• _WHAT THE TASK ASKS_: Convert everything below, from the line containing "Tag the person" down to the end of the rows, into a JSON list of strings with one string per line, leaving out blank lines.

=-=-=

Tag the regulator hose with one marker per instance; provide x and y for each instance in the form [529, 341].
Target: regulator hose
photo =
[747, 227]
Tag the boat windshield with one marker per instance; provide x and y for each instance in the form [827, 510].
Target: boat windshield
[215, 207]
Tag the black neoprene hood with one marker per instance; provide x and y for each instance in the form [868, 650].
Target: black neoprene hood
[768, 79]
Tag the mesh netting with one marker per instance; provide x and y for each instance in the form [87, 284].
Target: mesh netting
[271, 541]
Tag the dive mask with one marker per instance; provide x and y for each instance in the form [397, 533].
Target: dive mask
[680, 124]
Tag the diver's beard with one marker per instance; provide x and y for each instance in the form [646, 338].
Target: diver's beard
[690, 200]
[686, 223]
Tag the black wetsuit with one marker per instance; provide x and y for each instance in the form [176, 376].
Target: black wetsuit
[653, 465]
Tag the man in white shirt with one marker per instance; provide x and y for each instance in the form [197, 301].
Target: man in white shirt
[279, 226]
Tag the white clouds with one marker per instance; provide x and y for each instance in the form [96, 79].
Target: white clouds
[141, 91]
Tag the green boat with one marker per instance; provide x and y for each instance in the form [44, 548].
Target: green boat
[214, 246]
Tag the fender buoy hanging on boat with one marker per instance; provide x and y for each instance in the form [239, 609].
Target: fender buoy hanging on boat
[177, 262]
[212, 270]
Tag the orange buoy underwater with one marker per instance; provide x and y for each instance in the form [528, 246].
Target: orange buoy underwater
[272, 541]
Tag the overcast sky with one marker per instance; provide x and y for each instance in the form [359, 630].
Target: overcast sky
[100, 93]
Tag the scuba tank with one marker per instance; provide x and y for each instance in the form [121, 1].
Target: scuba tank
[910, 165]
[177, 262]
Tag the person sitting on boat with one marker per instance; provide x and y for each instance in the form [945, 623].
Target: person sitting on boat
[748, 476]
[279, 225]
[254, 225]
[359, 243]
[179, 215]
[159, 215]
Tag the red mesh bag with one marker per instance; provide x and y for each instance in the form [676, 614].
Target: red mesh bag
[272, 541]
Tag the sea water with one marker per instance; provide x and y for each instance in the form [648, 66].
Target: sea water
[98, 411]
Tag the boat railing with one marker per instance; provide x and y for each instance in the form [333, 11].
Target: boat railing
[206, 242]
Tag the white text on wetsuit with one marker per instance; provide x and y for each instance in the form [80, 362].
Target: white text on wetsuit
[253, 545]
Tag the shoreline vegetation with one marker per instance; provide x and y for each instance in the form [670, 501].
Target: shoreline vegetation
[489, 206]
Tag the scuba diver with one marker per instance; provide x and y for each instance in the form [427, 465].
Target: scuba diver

=-=-=

• _WRITTEN RESPONSE_:
[
  "Tag the person sitting on boat with one marker per instance; provide x and y for each instance in the form [945, 623].",
  "Target: person sitting on boat",
  "[748, 476]",
  "[279, 225]",
  "[254, 225]",
  "[359, 243]",
  "[179, 215]",
  "[159, 215]",
  "Tag the red mesh bag with one marker per instance; provide x and y for each instance in the form [676, 614].",
  "Target: red mesh bag",
  "[272, 541]",
  "Tag the sea water with one marker per instance; provide x and y for each instance in the form [648, 66].",
  "Target: sea water",
  "[98, 411]",
  "Tag the boat railing with one marker per instance; provide x and y for each instance in the form [333, 11].",
  "Target: boat railing",
  "[206, 242]",
  "Tag the white text on wetsuit with one marker per instance; provide x and y for each instance in the form [80, 362].",
  "Target: white text on wetsuit",
  "[253, 545]",
  "Tag the shoreline vegetation with one marker per instance; provide x and y for each instance in the form [670, 501].",
  "Target: shoreline vegetation",
  "[489, 206]",
  "Tag the scuba diver with one marker per instance; provide x and y for each instance in the form [427, 465].",
  "Target: scuba diver"
]